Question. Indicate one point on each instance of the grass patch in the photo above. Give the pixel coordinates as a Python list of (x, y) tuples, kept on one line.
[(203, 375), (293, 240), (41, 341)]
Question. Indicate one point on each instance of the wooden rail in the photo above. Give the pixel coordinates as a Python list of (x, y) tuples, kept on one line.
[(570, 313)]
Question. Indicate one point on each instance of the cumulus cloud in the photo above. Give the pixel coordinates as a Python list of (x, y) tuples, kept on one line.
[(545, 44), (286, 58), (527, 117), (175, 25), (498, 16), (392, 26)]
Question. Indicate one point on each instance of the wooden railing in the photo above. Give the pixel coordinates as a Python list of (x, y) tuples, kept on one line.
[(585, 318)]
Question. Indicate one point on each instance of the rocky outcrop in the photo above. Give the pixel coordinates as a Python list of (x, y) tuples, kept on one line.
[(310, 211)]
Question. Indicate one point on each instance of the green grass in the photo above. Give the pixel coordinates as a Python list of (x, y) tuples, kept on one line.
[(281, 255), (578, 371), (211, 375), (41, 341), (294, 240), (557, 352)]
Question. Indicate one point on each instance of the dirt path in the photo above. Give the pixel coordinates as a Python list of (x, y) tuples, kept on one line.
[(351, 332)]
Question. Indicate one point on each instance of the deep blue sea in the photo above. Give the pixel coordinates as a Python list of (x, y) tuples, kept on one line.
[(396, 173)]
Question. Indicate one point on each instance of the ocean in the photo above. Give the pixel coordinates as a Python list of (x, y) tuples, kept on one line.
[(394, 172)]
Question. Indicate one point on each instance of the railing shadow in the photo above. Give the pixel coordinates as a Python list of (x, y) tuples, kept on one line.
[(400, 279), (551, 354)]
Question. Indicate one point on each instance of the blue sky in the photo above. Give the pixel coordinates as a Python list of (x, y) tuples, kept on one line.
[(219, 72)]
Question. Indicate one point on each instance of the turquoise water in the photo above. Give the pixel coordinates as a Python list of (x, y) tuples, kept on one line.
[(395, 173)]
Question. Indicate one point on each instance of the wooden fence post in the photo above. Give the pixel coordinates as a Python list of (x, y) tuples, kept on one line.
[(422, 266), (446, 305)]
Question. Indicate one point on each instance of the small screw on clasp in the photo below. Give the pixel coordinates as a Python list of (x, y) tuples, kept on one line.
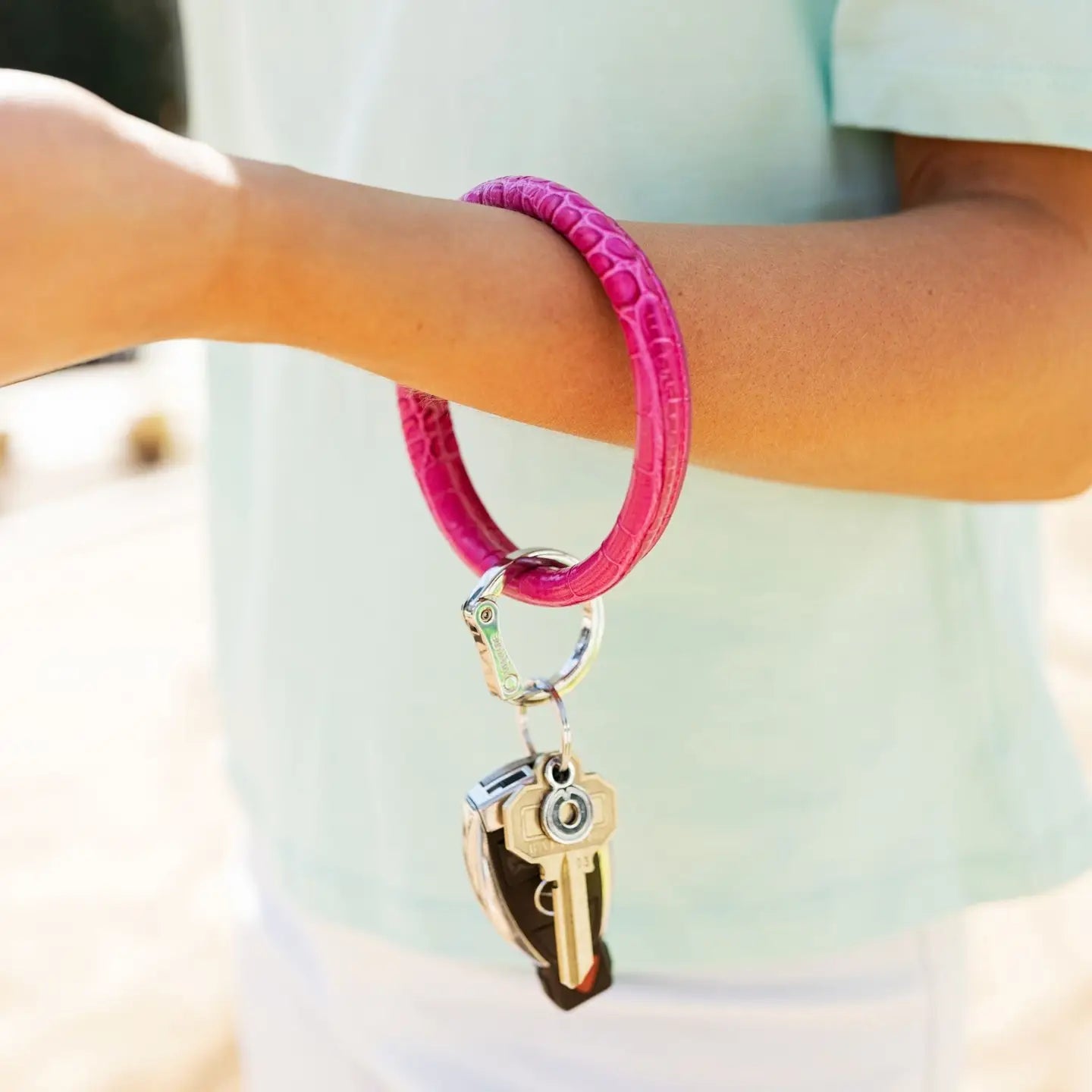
[(501, 676)]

——

* [EXERCISE AIM] Update the rows in the stretch from the line containing "Question. Indicate one point on each instance of the rocky" through the end of the rows, changing "dirt path" to "gravel path" and leaving everything else as it is. Leave the pictures out.

* [FINISHED ANSWER]
Question. Indicate one point on each instance of the rocky outcrop in the photo above. Give the pixel coordinates as a Python list of (x, y) tuples, kept on one line.
[(310, 211)]
Question. Indicate one point on each instance of the green grass in the photo above. Give the pixel coordinates as a Python list of (x, y) tuples, kept on one line.
[(281, 255), (578, 371), (211, 375), (41, 341), (294, 240), (557, 352)]
Question. Indicate one point on each instance of the gravel path in the photo above. Give the pixel coordinates as a Python list of (x, y) tuples, kept on one line.
[(351, 332)]
Question. Indicate one point on each instance of the deep blue sea in the photo above. Give the pixel coordinates as a Python list of (x, y) tuples, kept on one line.
[(396, 173)]
Question. Indicate one point on each instance of the ocean in the photo above. Give the pixel coordinates as a Python list of (x, y) tuples, kept on one line.
[(394, 172)]
Question. Indicate one point on each instance of the railing shadow in the photo above. Give the pixel coordinates as a Python list of (x, y) tuples, kept on one line.
[(400, 279), (551, 354)]
Question. Indicate one point on each instance of the blue sky in the photo above. Give the pixel coordinates as a Python list of (x, y) tuples, kept on one line.
[(219, 72)]
Question. Indicate one point on each instance of the turquoise water in the photo above. Give the pixel coordinates as a Python list of (x, y) tuples, kept on one line.
[(395, 173)]
Question. Indicate one point on each instance of the wooden fence post in the photo above. Give the pixel coordinates as a Python list of (x, y) tuples, kept on one line.
[(422, 266), (446, 305)]
Question. Indicate one point on each instance of the small screw on clasp in the photo below. Give the pixel coordinates as a Python list of (x, y) tuples, kept on one line.
[(501, 676)]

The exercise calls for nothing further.